##### Text extract #####
Only about 20 percent of New Jersey residents, in fact, are exposed to fluoride in water, which makes it the fourth least fluoridated state in the country. But state legislators in the Garden State are currently trying to change this by passing legislation that would mandate all public water supplies in the state to fluoridate their water.
Sponsored by Democratic State Senators Joseph F. Vitale (http://www.njleg.state.nj.us/members/BIO.asp?Leg=175) and Loretta Weinberg (http://www.njleg.state.nj.us/members/BIO.asp?Leg=260), NJ Senate Bill S-959, the New Jersey Public Water Supply Fluoridation Act, and its identical companion legislation, Assembly Bill 1811, would require “the fluoridation of all public community water systems in New Jersey.”
According to the Fluoride Action Network (FAN), a health freedom advocacy group, the New Jersey legislature has been working towards enacting these new fluoridation laws without telling the public or seeking appropriate public input.
#####
## Set exercise
Please carry on the passage about New Jersey's fluoridation bill from the point where it stops. The rows that come next are separate material and have no connection to the fluoridation passage.
##### Dataset extract #####
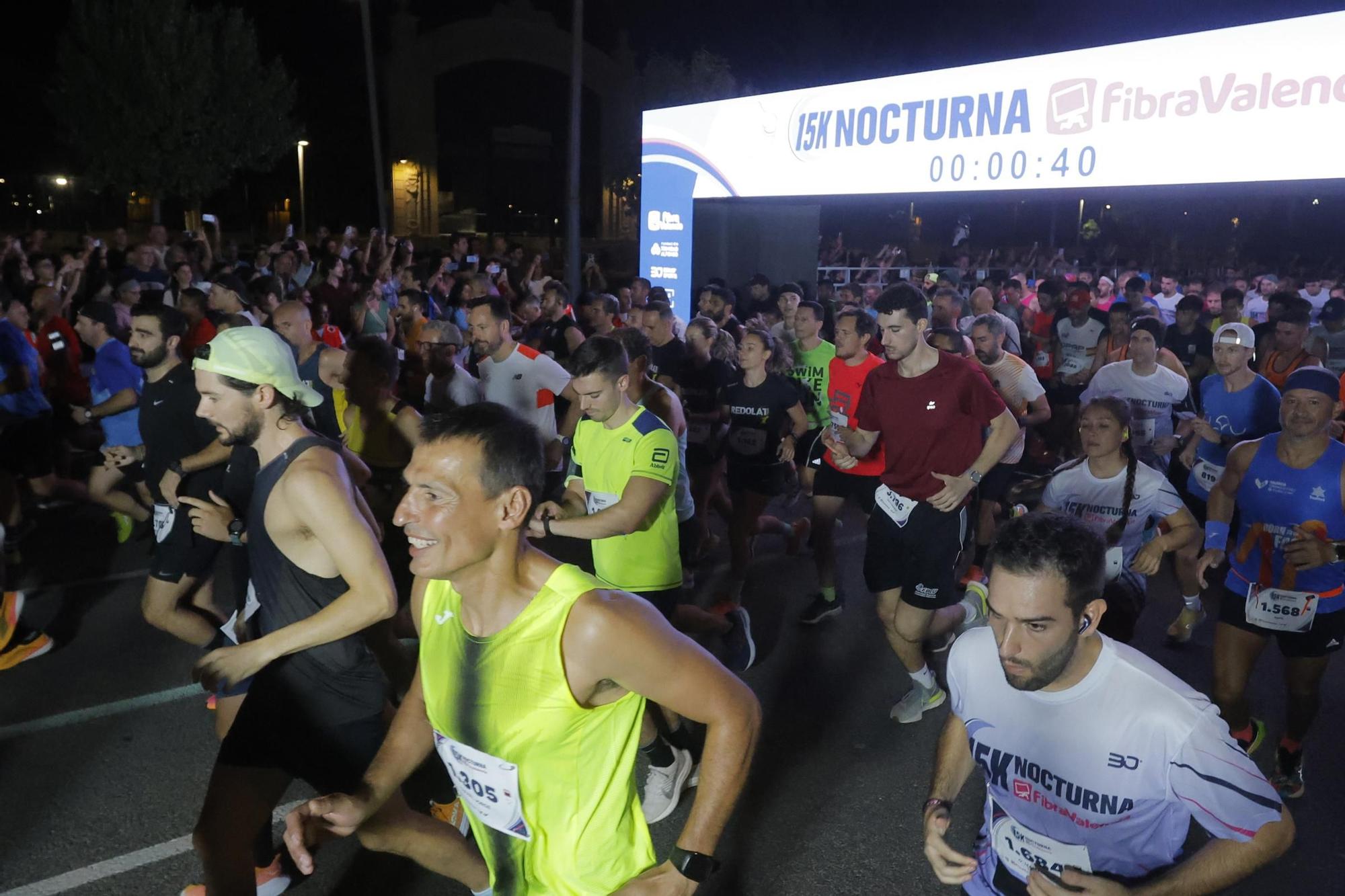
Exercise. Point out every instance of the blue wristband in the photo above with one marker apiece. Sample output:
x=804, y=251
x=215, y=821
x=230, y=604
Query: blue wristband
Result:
x=1217, y=536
#####
## Task result
And outcry from those who oppose the legislation — the NJ League of Municipalities, the NJ Sierra Club, the NJ Business and Industry Association, the citizens’ group No Fluoride New Jersey, and even a number of local water companies and utilities across the state have all objected — appears to be going unheard.
“Since fluoride’s benefits are topical, it makes no sense to swallow fluoride and makes even less sense to put fluoride into drinking water when fluoridated toothpaste is available to everyone,” said Paul Connett, PhD, executive director of FAN and co-author of the book The Case Against Fluoride.
“Not only does this unfunded mandate completely strip away all local control of fluoridation, but requires local taxpayers to fund the estimated $5 billion start-up costs and the annual $1 billion cost to maintain the practice.”